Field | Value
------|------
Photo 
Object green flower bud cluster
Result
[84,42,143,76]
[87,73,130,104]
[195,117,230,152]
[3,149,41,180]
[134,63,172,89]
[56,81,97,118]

Required work: Reproduce the material above line for line, changing nothing.

Exercise result:
Field | Value
------|------
Photo 
Object green flower bud cluster
Result
[84,42,143,76]
[87,73,130,104]
[195,117,230,152]
[3,149,41,180]
[134,63,172,89]
[56,81,97,118]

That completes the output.